START GIVEN INFORMATION

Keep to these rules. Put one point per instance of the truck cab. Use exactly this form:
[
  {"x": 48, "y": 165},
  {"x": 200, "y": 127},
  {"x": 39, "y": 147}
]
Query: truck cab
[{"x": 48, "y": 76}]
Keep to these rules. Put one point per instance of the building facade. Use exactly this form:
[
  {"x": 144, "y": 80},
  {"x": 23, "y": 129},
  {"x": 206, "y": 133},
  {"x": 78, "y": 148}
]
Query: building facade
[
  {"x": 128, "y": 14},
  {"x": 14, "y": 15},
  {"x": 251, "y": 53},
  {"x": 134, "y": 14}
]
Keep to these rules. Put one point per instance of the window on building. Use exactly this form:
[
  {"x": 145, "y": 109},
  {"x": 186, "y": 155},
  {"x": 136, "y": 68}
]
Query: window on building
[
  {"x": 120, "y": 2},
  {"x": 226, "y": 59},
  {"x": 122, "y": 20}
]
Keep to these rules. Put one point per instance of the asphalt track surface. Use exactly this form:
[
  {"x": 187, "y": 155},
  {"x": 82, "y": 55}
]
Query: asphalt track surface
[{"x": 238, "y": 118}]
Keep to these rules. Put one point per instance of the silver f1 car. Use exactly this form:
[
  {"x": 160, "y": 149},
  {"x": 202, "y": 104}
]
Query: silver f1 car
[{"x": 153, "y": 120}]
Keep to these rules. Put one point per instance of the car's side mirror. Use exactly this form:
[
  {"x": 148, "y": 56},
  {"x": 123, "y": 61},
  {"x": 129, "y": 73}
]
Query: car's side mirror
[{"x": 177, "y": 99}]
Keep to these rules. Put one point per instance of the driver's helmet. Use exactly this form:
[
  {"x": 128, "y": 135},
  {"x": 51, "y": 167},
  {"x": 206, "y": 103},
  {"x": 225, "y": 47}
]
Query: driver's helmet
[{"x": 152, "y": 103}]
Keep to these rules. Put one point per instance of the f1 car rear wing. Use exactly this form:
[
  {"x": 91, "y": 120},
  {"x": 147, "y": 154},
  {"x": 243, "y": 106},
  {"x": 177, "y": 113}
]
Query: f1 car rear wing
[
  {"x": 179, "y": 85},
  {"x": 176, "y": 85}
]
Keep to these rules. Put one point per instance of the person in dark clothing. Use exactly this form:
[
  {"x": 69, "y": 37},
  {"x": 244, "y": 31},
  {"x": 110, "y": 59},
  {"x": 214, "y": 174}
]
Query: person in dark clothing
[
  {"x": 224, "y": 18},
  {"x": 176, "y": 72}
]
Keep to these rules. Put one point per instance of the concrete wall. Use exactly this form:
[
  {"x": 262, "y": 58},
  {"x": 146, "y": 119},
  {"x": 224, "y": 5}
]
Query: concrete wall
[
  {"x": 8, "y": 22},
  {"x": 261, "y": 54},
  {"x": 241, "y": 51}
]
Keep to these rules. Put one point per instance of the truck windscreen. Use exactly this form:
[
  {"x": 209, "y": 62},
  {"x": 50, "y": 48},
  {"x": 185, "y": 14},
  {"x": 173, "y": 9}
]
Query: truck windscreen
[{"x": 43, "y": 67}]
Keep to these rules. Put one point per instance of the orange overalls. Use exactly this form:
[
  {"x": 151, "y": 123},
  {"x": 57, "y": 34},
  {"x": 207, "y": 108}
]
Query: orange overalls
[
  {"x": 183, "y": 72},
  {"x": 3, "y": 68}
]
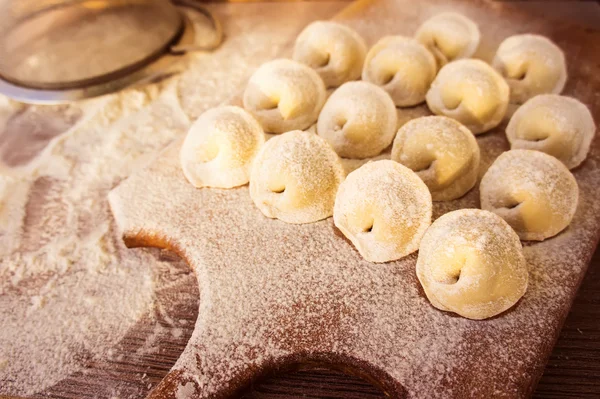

END GIVEN INFORMATION

(WHAT THIS TASK INVOLVES)
Your copy should match the data above exactly, apart from the pictures.

(SOLUTION)
Keep to these rules. Put one point per instance of the truck cab. Use exactly this form:
[
  {"x": 48, "y": 165},
  {"x": 200, "y": 127},
  {"x": 39, "y": 147}
]
Query: truck cab
[{"x": 48, "y": 76}]
Keep to these rules. Put one point per instance of the building facade. Use exactly this form:
[
  {"x": 144, "y": 80},
  {"x": 23, "y": 129},
  {"x": 206, "y": 133},
  {"x": 78, "y": 148}
]
Query: building facade
[
  {"x": 128, "y": 14},
  {"x": 14, "y": 15},
  {"x": 251, "y": 53},
  {"x": 134, "y": 14}
]
Keep to these rules. Put one point per instance of the window on building. Use exactly this form:
[
  {"x": 145, "y": 109},
  {"x": 186, "y": 155},
  {"x": 136, "y": 68}
]
Query: window on building
[
  {"x": 120, "y": 2},
  {"x": 226, "y": 59},
  {"x": 122, "y": 20}
]
Keep to these rules. Put one point per instance of the asphalt track surface. Use exactly this form:
[
  {"x": 187, "y": 155},
  {"x": 82, "y": 55}
]
Query: asphalt track surface
[{"x": 238, "y": 118}]
Keep to these rules. Put one point per instance of the silver f1 car. Use exactly this form:
[
  {"x": 160, "y": 149},
  {"x": 202, "y": 104}
]
Query: silver f1 car
[{"x": 153, "y": 120}]
Keep to these rules. Put one point per instance of the car's side mirror. Use exactly this form:
[
  {"x": 148, "y": 56},
  {"x": 123, "y": 61},
  {"x": 129, "y": 73}
]
Query: car's side mirror
[{"x": 177, "y": 99}]
Keep to these rules. Put one point per instance of the driver's helmet. Use exactly this form:
[
  {"x": 128, "y": 135},
  {"x": 51, "y": 167},
  {"x": 206, "y": 103},
  {"x": 225, "y": 47}
]
Query: driver's helmet
[{"x": 152, "y": 103}]
Keep to these rules. Put one point per instance of the f1 car rear wing. Use exactly this form:
[
  {"x": 91, "y": 120},
  {"x": 147, "y": 154},
  {"x": 243, "y": 106},
  {"x": 177, "y": 113}
]
Query: f1 car rear wing
[
  {"x": 179, "y": 85},
  {"x": 176, "y": 85}
]
Keep to these rules. Put one point per instance of the person in dark clothing. Use exactly this form:
[
  {"x": 69, "y": 37},
  {"x": 244, "y": 31},
  {"x": 110, "y": 59},
  {"x": 214, "y": 174}
]
Query: person in dark clothing
[
  {"x": 224, "y": 18},
  {"x": 176, "y": 72}
]
Keep to these rules. Put one point per instance of the concrete wall. Use exactly this form:
[
  {"x": 262, "y": 58},
  {"x": 146, "y": 119},
  {"x": 224, "y": 5}
]
Query: concrete wall
[
  {"x": 8, "y": 22},
  {"x": 261, "y": 54},
  {"x": 241, "y": 51}
]
Keep to these rules. Put one point per instance of the truck windscreen. Use exactly this form:
[
  {"x": 209, "y": 62},
  {"x": 50, "y": 48},
  {"x": 185, "y": 14},
  {"x": 173, "y": 9}
]
Query: truck windscreen
[{"x": 43, "y": 67}]
Keep to these rules. Put one point per instance of the orange overalls. Use exactly this form:
[
  {"x": 151, "y": 123},
  {"x": 57, "y": 34},
  {"x": 207, "y": 108}
]
Query: orange overalls
[
  {"x": 183, "y": 72},
  {"x": 3, "y": 68}
]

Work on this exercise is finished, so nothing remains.